» PROBLEM DETAILS: Convert the data from the very beginning through the line that contains "107], [260, 103]]" into a numbered list, skipping blank lines and leaving out the pictures.

» WORKING DATA:

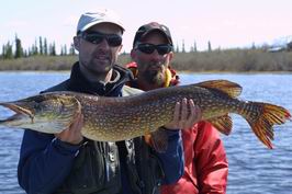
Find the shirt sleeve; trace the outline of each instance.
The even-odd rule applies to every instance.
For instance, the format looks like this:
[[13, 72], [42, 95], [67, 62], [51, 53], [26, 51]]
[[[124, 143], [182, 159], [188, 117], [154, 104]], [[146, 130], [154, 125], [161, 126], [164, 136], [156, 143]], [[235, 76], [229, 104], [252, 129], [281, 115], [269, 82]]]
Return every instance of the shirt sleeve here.
[[217, 129], [206, 122], [199, 124], [193, 149], [200, 193], [226, 193], [228, 163]]
[[165, 152], [157, 152], [165, 172], [162, 184], [177, 182], [183, 174], [183, 146], [180, 130], [166, 130], [168, 146]]
[[54, 135], [25, 130], [18, 179], [27, 193], [52, 193], [69, 174], [79, 146], [69, 145]]

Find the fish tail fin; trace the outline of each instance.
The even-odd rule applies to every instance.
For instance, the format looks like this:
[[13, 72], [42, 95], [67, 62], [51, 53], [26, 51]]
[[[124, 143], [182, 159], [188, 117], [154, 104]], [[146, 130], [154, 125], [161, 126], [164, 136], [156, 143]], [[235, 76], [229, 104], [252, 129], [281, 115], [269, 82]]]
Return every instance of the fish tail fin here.
[[229, 135], [233, 128], [233, 121], [228, 114], [207, 119], [218, 132], [224, 135]]
[[249, 102], [249, 112], [244, 114], [252, 132], [259, 140], [268, 148], [272, 149], [271, 140], [273, 140], [273, 125], [284, 124], [287, 119], [291, 119], [291, 114], [284, 107], [260, 103]]

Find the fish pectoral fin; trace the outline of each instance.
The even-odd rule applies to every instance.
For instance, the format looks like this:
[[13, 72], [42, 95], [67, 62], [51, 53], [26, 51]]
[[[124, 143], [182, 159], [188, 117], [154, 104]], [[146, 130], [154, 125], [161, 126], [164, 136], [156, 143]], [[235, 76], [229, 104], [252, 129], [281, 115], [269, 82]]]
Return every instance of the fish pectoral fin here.
[[57, 117], [47, 124], [47, 128], [44, 129], [45, 133], [60, 133], [69, 128], [77, 116], [81, 112], [81, 104], [75, 96], [60, 95], [58, 96], [63, 104], [63, 110], [66, 110], [66, 114], [59, 114]]
[[240, 95], [243, 88], [232, 81], [227, 80], [211, 80], [195, 83], [196, 87], [202, 87], [206, 89], [215, 89], [222, 91], [229, 95], [231, 98], [237, 98]]
[[207, 119], [207, 122], [210, 122], [218, 132], [226, 136], [229, 135], [232, 132], [233, 121], [228, 114]]
[[164, 128], [144, 136], [145, 141], [150, 145], [157, 152], [166, 152], [168, 147], [168, 134]]

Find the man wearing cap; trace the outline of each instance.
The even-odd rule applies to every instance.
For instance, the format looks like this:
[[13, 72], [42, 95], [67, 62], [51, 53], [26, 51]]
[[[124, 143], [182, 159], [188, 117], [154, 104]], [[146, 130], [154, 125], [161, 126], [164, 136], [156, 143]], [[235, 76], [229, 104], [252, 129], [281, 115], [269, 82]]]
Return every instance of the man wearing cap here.
[[[169, 65], [173, 53], [167, 26], [156, 22], [141, 26], [131, 56], [133, 62], [127, 67], [136, 79], [128, 85], [148, 91], [179, 83], [179, 77]], [[184, 174], [177, 183], [162, 185], [161, 194], [226, 193], [228, 163], [217, 130], [207, 122], [199, 122], [191, 127], [182, 125], [182, 128], [186, 128], [181, 130]]]
[[[74, 37], [79, 61], [68, 80], [44, 92], [104, 96], [142, 92], [124, 85], [133, 79], [132, 73], [115, 65], [123, 32], [120, 19], [110, 10], [82, 14]], [[186, 106], [182, 110], [175, 115], [189, 114]], [[167, 125], [168, 148], [157, 152], [143, 137], [119, 142], [86, 139], [80, 133], [82, 118], [78, 115], [70, 127], [56, 135], [24, 132], [18, 178], [29, 194], [149, 194], [182, 175], [183, 150], [176, 128], [180, 121]]]

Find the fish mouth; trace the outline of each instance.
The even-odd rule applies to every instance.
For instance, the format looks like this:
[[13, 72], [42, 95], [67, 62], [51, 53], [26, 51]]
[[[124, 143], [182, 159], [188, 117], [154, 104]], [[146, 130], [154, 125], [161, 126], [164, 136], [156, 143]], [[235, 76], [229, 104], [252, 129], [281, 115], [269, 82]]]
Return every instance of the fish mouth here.
[[23, 117], [29, 116], [32, 119], [33, 123], [33, 118], [34, 118], [34, 114], [24, 107], [21, 107], [16, 104], [12, 104], [12, 103], [0, 103], [1, 106], [7, 107], [11, 111], [13, 111], [15, 114], [13, 114], [12, 116], [5, 118], [5, 119], [0, 119], [0, 123], [5, 123], [5, 122], [13, 122], [16, 119], [21, 119]]

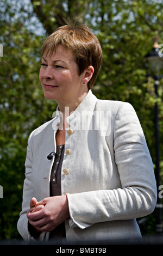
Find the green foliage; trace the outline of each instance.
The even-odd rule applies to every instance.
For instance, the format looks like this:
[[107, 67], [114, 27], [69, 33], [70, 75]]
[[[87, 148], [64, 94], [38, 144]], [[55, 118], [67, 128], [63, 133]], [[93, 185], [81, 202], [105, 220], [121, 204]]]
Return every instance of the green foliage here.
[[[146, 78], [144, 56], [153, 38], [163, 42], [163, 4], [159, 0], [2, 0], [0, 3], [0, 239], [20, 236], [16, 224], [21, 209], [24, 161], [30, 132], [50, 120], [56, 103], [43, 97], [39, 72], [40, 49], [48, 34], [74, 15], [98, 36], [103, 52], [93, 89], [101, 99], [129, 102], [135, 108], [155, 163], [154, 104], [159, 106], [163, 132], [162, 80], [155, 99], [154, 81]], [[160, 139], [160, 175], [163, 179]], [[147, 217], [143, 234], [155, 234], [156, 212]]]

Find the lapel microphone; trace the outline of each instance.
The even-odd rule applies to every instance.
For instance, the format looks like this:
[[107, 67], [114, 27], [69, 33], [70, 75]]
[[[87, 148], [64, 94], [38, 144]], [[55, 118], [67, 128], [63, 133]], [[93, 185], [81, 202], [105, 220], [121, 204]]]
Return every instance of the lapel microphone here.
[[55, 153], [55, 152], [53, 151], [53, 152], [51, 152], [51, 154], [49, 154], [47, 158], [48, 159], [48, 160], [52, 160], [52, 158], [53, 157], [53, 156], [54, 155], [55, 155], [55, 156], [56, 155], [57, 155], [58, 153]]

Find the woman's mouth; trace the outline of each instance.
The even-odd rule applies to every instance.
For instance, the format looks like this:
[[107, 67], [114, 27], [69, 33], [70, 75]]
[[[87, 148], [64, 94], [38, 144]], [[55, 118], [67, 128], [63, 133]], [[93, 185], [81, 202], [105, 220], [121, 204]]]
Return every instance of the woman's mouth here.
[[52, 86], [51, 84], [43, 84], [43, 87], [47, 89], [53, 89], [57, 87], [58, 87], [57, 86]]

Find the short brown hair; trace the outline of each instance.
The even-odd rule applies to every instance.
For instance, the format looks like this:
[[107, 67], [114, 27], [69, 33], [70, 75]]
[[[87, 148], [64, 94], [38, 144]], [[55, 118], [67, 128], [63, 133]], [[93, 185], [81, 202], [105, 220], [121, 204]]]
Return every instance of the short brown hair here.
[[92, 66], [94, 72], [87, 83], [92, 89], [98, 74], [102, 62], [100, 43], [92, 31], [84, 25], [70, 24], [57, 28], [43, 44], [42, 55], [52, 55], [59, 45], [72, 51], [78, 65], [79, 75], [89, 66]]

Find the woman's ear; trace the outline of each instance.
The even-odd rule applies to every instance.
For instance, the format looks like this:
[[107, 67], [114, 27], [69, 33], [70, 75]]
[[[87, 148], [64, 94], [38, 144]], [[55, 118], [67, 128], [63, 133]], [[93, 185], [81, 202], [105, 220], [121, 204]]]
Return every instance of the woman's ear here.
[[93, 67], [92, 66], [89, 66], [87, 69], [84, 72], [82, 83], [86, 84], [91, 78], [93, 72]]

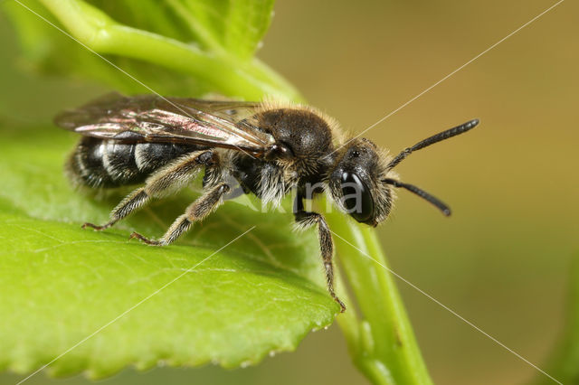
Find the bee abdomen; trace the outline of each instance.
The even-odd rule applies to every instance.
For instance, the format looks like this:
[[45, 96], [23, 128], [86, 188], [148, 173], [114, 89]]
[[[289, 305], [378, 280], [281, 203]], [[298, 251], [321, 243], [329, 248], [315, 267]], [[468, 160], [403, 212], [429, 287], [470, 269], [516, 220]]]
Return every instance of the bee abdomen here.
[[171, 143], [122, 143], [83, 136], [66, 170], [73, 182], [112, 188], [145, 182], [152, 173], [198, 146]]

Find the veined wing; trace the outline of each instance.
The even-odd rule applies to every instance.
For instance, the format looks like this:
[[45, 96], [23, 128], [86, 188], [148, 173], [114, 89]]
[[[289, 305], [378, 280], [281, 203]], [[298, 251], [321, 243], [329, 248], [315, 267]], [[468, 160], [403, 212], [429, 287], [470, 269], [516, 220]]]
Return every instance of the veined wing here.
[[263, 154], [273, 136], [252, 124], [259, 103], [109, 94], [64, 111], [55, 123], [88, 136], [124, 142], [176, 142]]

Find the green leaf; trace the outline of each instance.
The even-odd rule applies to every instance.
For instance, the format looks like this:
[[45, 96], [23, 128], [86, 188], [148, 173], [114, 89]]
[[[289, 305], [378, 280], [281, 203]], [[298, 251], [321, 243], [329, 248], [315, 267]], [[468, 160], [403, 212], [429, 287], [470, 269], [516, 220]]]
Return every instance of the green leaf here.
[[175, 246], [128, 240], [133, 230], [160, 235], [194, 199], [184, 193], [113, 230], [81, 230], [121, 195], [98, 200], [68, 185], [62, 164], [75, 139], [43, 127], [0, 140], [0, 368], [33, 371], [125, 312], [52, 372], [256, 363], [332, 323], [338, 306], [324, 288], [316, 237], [292, 232], [287, 213], [228, 202]]
[[127, 93], [299, 99], [252, 55], [269, 26], [271, 0], [93, 3], [99, 7], [81, 0], [30, 0], [4, 9], [24, 52], [43, 72], [92, 79]]

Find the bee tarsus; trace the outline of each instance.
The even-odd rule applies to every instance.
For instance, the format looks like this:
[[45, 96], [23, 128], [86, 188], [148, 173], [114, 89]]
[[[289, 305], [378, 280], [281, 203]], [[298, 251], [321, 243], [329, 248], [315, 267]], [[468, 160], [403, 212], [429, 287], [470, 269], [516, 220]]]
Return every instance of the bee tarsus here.
[[400, 181], [393, 171], [412, 152], [462, 134], [463, 125], [430, 136], [396, 156], [365, 138], [342, 141], [337, 124], [305, 106], [275, 102], [211, 101], [154, 95], [109, 95], [59, 115], [56, 124], [81, 134], [66, 170], [77, 184], [109, 188], [144, 183], [115, 207], [100, 230], [145, 205], [188, 184], [203, 169], [204, 192], [158, 239], [133, 232], [130, 238], [165, 246], [219, 207], [239, 183], [241, 191], [279, 204], [290, 191], [298, 227], [316, 226], [327, 291], [334, 290], [331, 231], [323, 215], [304, 209], [304, 199], [326, 192], [358, 222], [376, 226], [403, 188], [449, 215], [450, 208], [423, 190]]

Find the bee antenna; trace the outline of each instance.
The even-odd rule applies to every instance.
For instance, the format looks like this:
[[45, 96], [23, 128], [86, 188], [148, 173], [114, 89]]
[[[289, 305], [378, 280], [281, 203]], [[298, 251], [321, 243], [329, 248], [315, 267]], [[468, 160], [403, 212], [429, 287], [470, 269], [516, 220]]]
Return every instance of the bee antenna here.
[[396, 157], [394, 157], [386, 166], [388, 169], [395, 167], [400, 162], [404, 160], [406, 156], [411, 155], [413, 151], [418, 151], [421, 148], [427, 147], [431, 145], [438, 143], [441, 140], [448, 139], [449, 137], [456, 136], [457, 135], [460, 135], [469, 131], [470, 129], [474, 128], [479, 124], [479, 119], [472, 119], [466, 123], [461, 124], [460, 126], [457, 126], [455, 127], [447, 129], [446, 131], [442, 131], [439, 134], [436, 134], [431, 137], [427, 137], [426, 139], [418, 142], [412, 147], [408, 147], [404, 149], [402, 153], [398, 154]]
[[439, 210], [442, 211], [442, 213], [447, 217], [451, 215], [451, 208], [447, 206], [446, 203], [444, 203], [438, 198], [435, 198], [432, 195], [429, 194], [424, 190], [414, 186], [413, 184], [403, 183], [394, 179], [383, 179], [382, 182], [386, 184], [391, 184], [394, 187], [402, 187], [403, 189], [406, 189], [409, 192], [415, 193], [416, 195], [438, 207]]

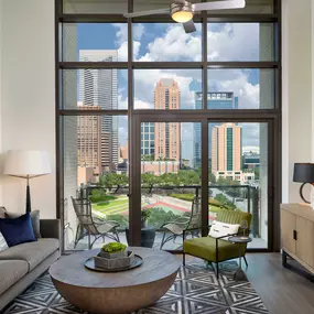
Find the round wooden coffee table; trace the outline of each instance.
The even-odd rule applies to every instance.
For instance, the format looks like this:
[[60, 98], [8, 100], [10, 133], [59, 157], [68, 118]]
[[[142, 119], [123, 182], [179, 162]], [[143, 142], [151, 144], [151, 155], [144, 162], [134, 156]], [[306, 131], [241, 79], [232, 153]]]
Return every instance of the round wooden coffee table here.
[[50, 268], [59, 294], [71, 304], [91, 313], [130, 313], [153, 304], [173, 284], [180, 260], [165, 251], [130, 248], [143, 258], [141, 267], [115, 273], [85, 268], [99, 250], [61, 258]]

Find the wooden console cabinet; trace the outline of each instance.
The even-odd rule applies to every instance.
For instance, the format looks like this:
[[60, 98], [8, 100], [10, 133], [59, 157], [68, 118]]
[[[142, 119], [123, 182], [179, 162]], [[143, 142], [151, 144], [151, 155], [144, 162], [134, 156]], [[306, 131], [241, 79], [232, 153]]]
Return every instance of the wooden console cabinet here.
[[281, 206], [282, 262], [286, 255], [314, 274], [314, 209], [305, 204]]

» RIGHT ANSWER:
1. Find the shirt sleeve; trace the outline of each instance.
2. The even-odd rule applies to every instance.
3. For instance, the format looks like this:
4. [[13, 72], [42, 95], [67, 62], [51, 53], [26, 51]]
5. [[[124, 143], [182, 159], [188, 117], [154, 104]], [[146, 130], [154, 125], [161, 126], [164, 136], [156, 143]], [[235, 76], [229, 104], [252, 129], [281, 115], [269, 82]]]
6. Return every instance of the shirt sleeve here.
7. [[217, 129], [206, 122], [199, 124], [193, 149], [200, 193], [226, 193], [228, 163]]
8. [[165, 152], [157, 152], [165, 172], [162, 184], [177, 182], [183, 174], [183, 146], [180, 130], [166, 130], [168, 146]]
9. [[54, 135], [25, 130], [18, 179], [27, 193], [52, 193], [69, 174], [79, 146], [69, 145]]
10. Find the fish tail fin; trace the outline of each instance.
11. The even-odd rule applies to every instance.
12. For instance, the format looks like this:
13. [[13, 72], [42, 95], [67, 62], [51, 53], [26, 51]]
14. [[[124, 143], [182, 159], [188, 117], [154, 104]], [[146, 130], [154, 125], [161, 126], [164, 136], [156, 143]], [[235, 76], [229, 104], [252, 129], [281, 115], [269, 82]]]
15. Return every instance of the fish tail fin here.
16. [[229, 135], [233, 128], [233, 121], [228, 114], [207, 119], [218, 132], [224, 135]]
17. [[249, 102], [249, 112], [244, 114], [252, 132], [259, 140], [268, 148], [272, 149], [271, 140], [273, 140], [273, 125], [284, 124], [287, 119], [291, 119], [291, 114], [284, 107], [260, 103]]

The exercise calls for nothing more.